- Exercise:
Answer these about the libdispatch text below:
1. About how many cores do most consumer machines have in 2020?
2. In what year did Apple announce Mac OS X 10.6 Snow Leopard?
3. According to the Apple engineer, what made up most of a queue's size?

- Text:
What went wrong with the libdispatch. A tale of caution for the future of concurrency.

Background

Back in the mid 2000s processors performance started to plateau and chip makers like Intel told the world that the time of ever increasing the CPU clock speed was not going to be enough. They would not be able to meet Moore's law that way anymore but they had another way: to pack more cores onto the same chip. There was a catch of course, developers would need to update their software if they wanted to be able to take advantage of these many cores. Back then some believed that in 10 years time consumer machines with 80 cores (or even more) would be common. Fast-forward to today's 2020 and most consumer machines have about 4 cores and pro machines have about 8 to 12 cores. Something must have gone wrong along the way. Spoiler: multithreading is hard.

The good times

Apple responded in 2008 with the announcement of Mac OS X 10.6 Snow Leopard (considered by some to be the best Mac OS version ever released) which included the libdispatch (a.k.a. Grand Central Dispatch). I was there at WWDC 2008 when it was announced and we were all ecstatic, it was probably the most exciting WWDC I've attended (I would attend 5 other times after that). The libdispatch and the new inline block syntax were nothing short of amazing and offered the promise to finally easily access the power of multicore machines. Multicore machines have been available for a long time before that (dual processors really) but it was mainly used by pro apps such as Photoshop. In the 2000-2008 era, developers would generally only start multithreading their app when they had to, for example because a piece of work was long-running and would block the user-events run loop of the app for too long (causing the infamous spinning beach ball to appear).

Apple demonstrated the libdispatch and the promise seemed great, they introduced the notion of serial queues and told us that we should stop thinking in term of threads and start thinking in term of queues. We would submit various program tasks to be executed serially or concurrently and the libdispatch would do the rest, automatically scaling based on the available hardware. Queues were cheap, we could have a lot of them. I actually remember very vividly a Q&A at the end of one of the WWDC sessions, a developer got to the mic and asked how many queues we could have in a program, how cheap were they really? The Apple engineer on stage answered that most of the queue size was basically the debug label that the developer would pass to it at creation time. We could have thousands of them without a problem.

How would serial queues help us with concurrency? Well various program components would have their own private queue which would be used to ensure thread-safety (locks would not even be needed anymore) and those components would be concurrent between themselves. They told us these were "islands of serialization in a sea of concurrency".

The bad times

The future was multithreading and we had to use the libdispatch to get there. So we did.

Then the problems started. We ran into thread explosion which was really surprising because we were told that the libdispatch would automatically scale based on the available hardware so we expected the number of threads to more or less match the number of cores in the machine. A younger me in 2010 asked for help on the libdispatch mailing-list and the response from Apple at the time was to remove synchronization points and go async all the way.

- Supplied data:
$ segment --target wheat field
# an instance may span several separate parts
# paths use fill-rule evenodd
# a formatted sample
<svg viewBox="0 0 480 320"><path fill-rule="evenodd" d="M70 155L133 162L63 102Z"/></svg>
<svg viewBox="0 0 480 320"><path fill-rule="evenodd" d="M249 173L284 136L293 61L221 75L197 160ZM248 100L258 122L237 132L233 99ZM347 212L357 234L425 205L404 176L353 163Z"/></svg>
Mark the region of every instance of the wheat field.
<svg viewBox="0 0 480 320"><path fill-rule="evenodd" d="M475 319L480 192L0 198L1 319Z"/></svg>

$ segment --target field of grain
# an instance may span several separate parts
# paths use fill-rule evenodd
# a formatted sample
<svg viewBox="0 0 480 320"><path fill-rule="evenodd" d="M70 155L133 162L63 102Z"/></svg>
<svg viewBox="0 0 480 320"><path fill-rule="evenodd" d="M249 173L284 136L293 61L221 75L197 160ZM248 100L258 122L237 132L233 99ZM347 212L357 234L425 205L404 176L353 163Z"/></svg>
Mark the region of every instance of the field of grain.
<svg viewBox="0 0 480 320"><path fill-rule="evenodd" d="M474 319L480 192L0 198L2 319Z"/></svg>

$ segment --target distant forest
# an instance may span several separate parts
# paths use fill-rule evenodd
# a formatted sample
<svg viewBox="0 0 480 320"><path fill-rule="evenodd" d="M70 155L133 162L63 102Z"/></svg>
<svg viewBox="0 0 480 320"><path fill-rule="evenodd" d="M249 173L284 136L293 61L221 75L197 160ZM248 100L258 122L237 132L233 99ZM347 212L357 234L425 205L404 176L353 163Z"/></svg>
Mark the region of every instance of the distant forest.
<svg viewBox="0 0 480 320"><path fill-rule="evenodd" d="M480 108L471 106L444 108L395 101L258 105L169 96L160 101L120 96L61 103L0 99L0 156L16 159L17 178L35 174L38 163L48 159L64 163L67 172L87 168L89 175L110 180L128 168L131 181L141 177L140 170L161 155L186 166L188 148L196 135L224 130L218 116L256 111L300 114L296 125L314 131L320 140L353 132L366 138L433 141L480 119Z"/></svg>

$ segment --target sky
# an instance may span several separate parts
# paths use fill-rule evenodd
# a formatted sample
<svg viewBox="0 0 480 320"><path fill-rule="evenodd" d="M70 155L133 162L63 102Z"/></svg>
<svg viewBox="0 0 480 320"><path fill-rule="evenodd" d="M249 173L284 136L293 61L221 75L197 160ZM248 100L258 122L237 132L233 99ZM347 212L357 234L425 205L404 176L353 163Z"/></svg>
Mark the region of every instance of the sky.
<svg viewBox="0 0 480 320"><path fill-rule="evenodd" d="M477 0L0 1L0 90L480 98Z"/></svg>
* * *
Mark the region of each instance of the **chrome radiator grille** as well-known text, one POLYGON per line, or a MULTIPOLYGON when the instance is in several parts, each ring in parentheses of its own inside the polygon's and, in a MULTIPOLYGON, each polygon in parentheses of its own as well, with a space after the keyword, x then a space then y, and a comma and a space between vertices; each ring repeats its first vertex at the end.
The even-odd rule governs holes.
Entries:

- Complete output:
1. About 4 cores.
2. 2008.
3. The debug label the developer passed to it at creation time.